問題文:
抜粋本文に基づいて、次の問いに答えなさい。
(a) 伴正林はどこの者として紹介されているか。
(b) 安土御山での相撲で、伴正林は能き相撲を何番打ったか。
(c) 毛谷村六助は加藤清正に仕えて、のちに何という人物になったといわれているか。

抜粋本文:
··········

17、木村又蔵

(1)伴正林
 もう一人、相撲巧者で、鉄砲屋与四郎の宅など拝領して、利休のあとを襲った「伴正林」という人物が
〈信長公記〉に出ています。利休と一緒に出てきたことと、たいへん誉めていること、年齢が書いてある
ことなどで、重要人物ではないかと思いますので、これは誰かというのも調べないと著者に叱られそうで
す。
  〔再掲〕

     『八月六日、江州国中相撲取り召し寄せられ安土御山にて相撲とらせ、御覧候処、
     甲賀の伴正林と申す者、年齢十八・九に候カ、能き相撲七番打ち仕候。
     次の日、又、御相撲あり。此の時も取りすぐり、則、御扶持人に召し出さる。
      鉄砲屋与四郎折節(おりふし)御折檻(セッカン)にて籠へ入れ置かる
     彼(かの)与四郎私宅・資財・雑具共に御知行百石、熨斗付(ノシヅケ)の太刀
     脇指大小二つ、御小袖・御馬皆具(かいぐ)共に拝領。名誉の次第なり。』〈信長公記〉

 この手の書物は史書といっても、もう一つの一面を語るものであるため、話を物語としてまとめ上げ
ようとしているもので、突然出てきた一匹狼的な名前は誰かのことを宛てているとまずみなければなら
ないことです。ここでもまったく見当もつかないというほどのものでもなく、甫庵ではこのあたり、「堀久太
郎」が二回出ていることもヒントになると思われます。

(2)能き相撲 
 いきなり伝説から入るのはどうかと思いますが、相撲巧者で名を残す人物は毛谷村六助(毛屋村六
助)とそれに勝ったという木村又蔵です。これが機縁となって、この毛谷村六助がのちに加藤清正に
仕えて貴田孫兵衛(木田孫兵衛)になったといわれています。それを祀った貴田神社もあるようです。

··········

記録データ:
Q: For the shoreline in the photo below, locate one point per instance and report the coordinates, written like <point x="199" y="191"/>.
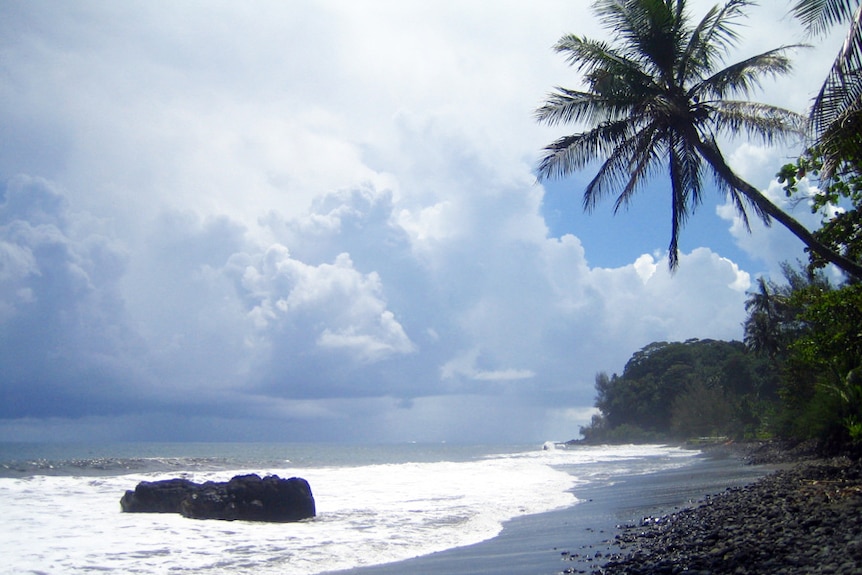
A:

··········

解答:
(a) 甲賀
(b) 七番
(c) 貴田孫兵衛(木田孫兵衛)